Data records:
----
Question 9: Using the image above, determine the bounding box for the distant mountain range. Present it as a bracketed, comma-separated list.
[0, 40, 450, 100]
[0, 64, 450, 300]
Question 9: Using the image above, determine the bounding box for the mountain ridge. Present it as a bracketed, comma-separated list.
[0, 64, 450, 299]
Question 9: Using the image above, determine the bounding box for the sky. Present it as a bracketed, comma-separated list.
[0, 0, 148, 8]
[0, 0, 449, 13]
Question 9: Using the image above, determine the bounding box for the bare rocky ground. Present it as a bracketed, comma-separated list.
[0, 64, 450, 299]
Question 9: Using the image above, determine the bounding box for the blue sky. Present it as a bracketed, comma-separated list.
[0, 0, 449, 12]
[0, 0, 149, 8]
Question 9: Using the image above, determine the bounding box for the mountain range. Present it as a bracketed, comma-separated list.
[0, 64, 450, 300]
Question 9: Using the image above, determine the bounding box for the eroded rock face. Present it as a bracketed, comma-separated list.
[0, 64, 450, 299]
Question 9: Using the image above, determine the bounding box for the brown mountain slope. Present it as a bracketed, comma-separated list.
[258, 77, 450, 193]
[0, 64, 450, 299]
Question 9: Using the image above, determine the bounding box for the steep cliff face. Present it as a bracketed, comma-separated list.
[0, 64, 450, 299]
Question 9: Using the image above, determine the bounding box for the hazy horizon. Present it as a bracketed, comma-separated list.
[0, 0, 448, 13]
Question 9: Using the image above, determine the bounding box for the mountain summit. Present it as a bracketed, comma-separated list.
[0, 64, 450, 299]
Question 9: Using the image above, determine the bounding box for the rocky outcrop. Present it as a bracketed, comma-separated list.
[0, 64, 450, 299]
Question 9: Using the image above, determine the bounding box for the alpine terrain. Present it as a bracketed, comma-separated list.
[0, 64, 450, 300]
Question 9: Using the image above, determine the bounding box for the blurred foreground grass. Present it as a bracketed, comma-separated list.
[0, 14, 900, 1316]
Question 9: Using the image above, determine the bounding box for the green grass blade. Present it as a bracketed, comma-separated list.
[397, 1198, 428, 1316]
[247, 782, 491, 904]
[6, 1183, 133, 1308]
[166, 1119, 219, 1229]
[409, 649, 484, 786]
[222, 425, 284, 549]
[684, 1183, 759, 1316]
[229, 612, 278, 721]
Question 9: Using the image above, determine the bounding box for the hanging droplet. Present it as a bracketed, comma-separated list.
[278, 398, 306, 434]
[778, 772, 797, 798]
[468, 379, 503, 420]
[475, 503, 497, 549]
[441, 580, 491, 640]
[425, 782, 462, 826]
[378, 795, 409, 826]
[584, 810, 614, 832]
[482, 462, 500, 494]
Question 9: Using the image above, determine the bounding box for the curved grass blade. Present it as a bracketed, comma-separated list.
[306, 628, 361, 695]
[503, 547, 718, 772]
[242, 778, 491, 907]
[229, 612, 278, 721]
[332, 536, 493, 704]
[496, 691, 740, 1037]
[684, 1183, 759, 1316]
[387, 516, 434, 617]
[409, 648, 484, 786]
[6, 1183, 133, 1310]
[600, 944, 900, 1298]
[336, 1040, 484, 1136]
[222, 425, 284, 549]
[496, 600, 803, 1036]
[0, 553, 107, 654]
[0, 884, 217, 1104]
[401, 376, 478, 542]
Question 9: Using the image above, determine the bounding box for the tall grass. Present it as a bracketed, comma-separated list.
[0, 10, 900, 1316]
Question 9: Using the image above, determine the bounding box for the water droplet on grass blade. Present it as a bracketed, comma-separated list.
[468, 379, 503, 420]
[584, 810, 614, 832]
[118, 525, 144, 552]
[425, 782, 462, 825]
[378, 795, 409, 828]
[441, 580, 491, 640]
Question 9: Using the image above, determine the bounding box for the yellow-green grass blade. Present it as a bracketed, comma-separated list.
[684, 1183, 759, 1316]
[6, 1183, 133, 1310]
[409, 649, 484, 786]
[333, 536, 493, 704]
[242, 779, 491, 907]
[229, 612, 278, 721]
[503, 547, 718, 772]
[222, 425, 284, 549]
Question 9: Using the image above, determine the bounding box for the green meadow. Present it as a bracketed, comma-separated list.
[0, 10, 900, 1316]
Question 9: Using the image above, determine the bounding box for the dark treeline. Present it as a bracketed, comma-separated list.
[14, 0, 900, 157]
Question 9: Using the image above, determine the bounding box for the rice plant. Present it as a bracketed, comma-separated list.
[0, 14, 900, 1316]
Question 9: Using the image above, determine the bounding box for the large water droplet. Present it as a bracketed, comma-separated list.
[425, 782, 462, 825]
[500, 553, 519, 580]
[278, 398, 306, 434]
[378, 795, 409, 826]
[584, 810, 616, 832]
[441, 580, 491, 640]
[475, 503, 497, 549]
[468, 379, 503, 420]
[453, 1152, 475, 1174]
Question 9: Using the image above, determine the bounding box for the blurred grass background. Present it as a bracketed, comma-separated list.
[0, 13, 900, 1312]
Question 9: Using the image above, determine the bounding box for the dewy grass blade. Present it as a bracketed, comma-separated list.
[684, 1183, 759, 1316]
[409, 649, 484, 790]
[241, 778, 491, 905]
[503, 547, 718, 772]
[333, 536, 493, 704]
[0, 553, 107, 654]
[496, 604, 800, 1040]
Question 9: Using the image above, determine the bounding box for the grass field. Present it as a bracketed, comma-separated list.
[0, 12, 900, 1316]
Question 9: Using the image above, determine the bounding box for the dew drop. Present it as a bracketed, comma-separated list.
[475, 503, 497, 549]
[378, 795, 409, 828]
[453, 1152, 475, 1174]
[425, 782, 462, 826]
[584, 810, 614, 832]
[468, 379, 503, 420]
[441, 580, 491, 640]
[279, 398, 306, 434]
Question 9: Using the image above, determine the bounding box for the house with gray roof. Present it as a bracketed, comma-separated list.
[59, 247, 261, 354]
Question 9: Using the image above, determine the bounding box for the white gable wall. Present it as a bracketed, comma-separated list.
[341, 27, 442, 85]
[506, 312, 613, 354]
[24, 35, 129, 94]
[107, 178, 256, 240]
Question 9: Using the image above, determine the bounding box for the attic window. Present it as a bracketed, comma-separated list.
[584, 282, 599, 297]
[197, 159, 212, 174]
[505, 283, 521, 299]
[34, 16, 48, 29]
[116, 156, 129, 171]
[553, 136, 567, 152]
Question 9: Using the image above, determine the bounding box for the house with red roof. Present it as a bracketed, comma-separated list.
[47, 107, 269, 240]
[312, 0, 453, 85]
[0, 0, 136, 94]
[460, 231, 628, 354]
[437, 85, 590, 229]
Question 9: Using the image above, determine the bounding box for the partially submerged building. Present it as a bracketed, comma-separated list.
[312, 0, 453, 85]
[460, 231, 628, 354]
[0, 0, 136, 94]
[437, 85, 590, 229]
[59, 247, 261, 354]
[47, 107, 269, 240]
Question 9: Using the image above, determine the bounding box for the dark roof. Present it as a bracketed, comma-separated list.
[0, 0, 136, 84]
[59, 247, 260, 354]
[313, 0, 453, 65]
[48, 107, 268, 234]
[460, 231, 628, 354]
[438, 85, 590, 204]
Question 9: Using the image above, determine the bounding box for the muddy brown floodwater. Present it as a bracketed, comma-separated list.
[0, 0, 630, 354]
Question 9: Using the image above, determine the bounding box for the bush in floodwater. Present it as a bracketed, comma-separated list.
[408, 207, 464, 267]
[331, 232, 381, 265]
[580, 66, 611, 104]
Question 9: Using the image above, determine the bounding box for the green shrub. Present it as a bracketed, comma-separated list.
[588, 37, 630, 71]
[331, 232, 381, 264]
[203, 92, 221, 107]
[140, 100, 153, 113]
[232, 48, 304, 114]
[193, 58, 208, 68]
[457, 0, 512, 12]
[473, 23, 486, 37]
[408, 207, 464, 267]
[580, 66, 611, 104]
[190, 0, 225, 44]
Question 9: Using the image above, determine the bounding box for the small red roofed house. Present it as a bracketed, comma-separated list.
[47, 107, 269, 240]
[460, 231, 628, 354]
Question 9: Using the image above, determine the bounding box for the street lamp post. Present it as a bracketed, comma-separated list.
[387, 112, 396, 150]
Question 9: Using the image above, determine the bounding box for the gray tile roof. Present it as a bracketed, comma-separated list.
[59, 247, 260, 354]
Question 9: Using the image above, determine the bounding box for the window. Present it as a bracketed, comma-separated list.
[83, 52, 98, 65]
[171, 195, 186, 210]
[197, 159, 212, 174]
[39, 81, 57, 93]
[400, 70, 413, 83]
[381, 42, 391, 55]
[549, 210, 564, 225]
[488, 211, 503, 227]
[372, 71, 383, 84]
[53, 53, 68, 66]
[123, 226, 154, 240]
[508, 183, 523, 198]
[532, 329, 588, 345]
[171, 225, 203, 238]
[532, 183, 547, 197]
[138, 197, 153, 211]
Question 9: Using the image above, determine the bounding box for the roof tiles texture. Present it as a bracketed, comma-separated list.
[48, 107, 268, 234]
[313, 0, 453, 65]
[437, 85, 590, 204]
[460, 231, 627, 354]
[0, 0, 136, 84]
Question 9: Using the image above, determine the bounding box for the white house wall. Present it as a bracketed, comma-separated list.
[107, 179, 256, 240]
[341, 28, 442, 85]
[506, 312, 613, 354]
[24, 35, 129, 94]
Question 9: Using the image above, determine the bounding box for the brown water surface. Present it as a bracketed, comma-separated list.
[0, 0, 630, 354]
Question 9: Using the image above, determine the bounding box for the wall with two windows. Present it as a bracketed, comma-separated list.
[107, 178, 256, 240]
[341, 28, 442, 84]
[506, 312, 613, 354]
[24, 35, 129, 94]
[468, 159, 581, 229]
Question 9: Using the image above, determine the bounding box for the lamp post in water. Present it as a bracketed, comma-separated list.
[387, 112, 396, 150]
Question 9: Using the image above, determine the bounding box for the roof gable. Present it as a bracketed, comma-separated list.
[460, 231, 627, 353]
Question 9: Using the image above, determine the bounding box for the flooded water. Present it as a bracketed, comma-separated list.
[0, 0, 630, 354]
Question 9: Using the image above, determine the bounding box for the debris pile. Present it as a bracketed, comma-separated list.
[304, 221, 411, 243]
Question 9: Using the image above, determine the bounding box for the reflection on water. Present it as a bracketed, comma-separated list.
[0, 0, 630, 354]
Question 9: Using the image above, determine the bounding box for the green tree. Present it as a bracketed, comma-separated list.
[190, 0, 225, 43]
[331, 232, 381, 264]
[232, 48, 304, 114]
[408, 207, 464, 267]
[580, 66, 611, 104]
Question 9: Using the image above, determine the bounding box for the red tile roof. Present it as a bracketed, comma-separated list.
----
*Problem to work on*: Resize the data above starting at the line containing "house. Present it as a bracketed, comma-separated list." and ending at the line containing "[468, 159, 581, 229]", both included, and rewrite every one of those lines with the request text unchanged. Multiply each bounding-box coordinate in the answers by 0.55 and round to whole numbers, with halves rounded up.

*Task solution*:
Question 9: Using the image above, determine the bounding box for the small red roofed house. Present it as a bracketed, comma-separated list.
[26, 59, 148, 132]
[253, 127, 345, 195]
Question 9: Using the image above, determine the bounding box for the street lamp post. Present it as a bracketed, comma-separated list.
[213, 62, 218, 83]
Question 9: Using the image above, determine the bounding box for the gray tile roof. Present it as a bracketed, comma-separated list.
[32, 136, 143, 195]
Question 9: Using the image above, determine the bounding box for the window. Present it as a bracketed, comma-separated list.
[46, 29, 54, 36]
[94, 107, 102, 116]
[108, 87, 117, 96]
[21, 45, 31, 51]
[220, 39, 227, 46]
[210, 23, 215, 30]
[302, 116, 310, 124]
[268, 116, 277, 125]
[205, 39, 211, 46]
[29, 29, 37, 36]
[68, 124, 85, 132]
[279, 101, 288, 109]
[293, 181, 323, 190]
[94, 124, 112, 131]
[293, 101, 301, 108]
[76, 108, 84, 116]
Question 9: Using the image above, determine the bounding box for the roof tiles texture. Present it as a bracketed, comma-separated list.
[26, 59, 147, 129]
[172, 0, 249, 36]
[240, 47, 325, 112]
[253, 127, 345, 195]
[0, 0, 75, 46]
Question 9: Using the image above, determine the bounding box for the white house wall. Present it as a bracketed, comma-separated list.
[59, 98, 141, 132]
[188, 15, 243, 47]
[278, 172, 337, 195]
[13, 19, 71, 52]
Question 9: Using the image above, determine the bounding box for the brown water surface. Present it as a bracketed, comma-separated list.
[0, 0, 347, 195]
Question 9: Using the image above, determine the bounding box for the wall with two windows. Present it as a bracketed, comma-separated list.
[59, 98, 141, 132]
[188, 15, 243, 46]
[278, 172, 337, 195]
[13, 19, 71, 52]
[257, 87, 320, 126]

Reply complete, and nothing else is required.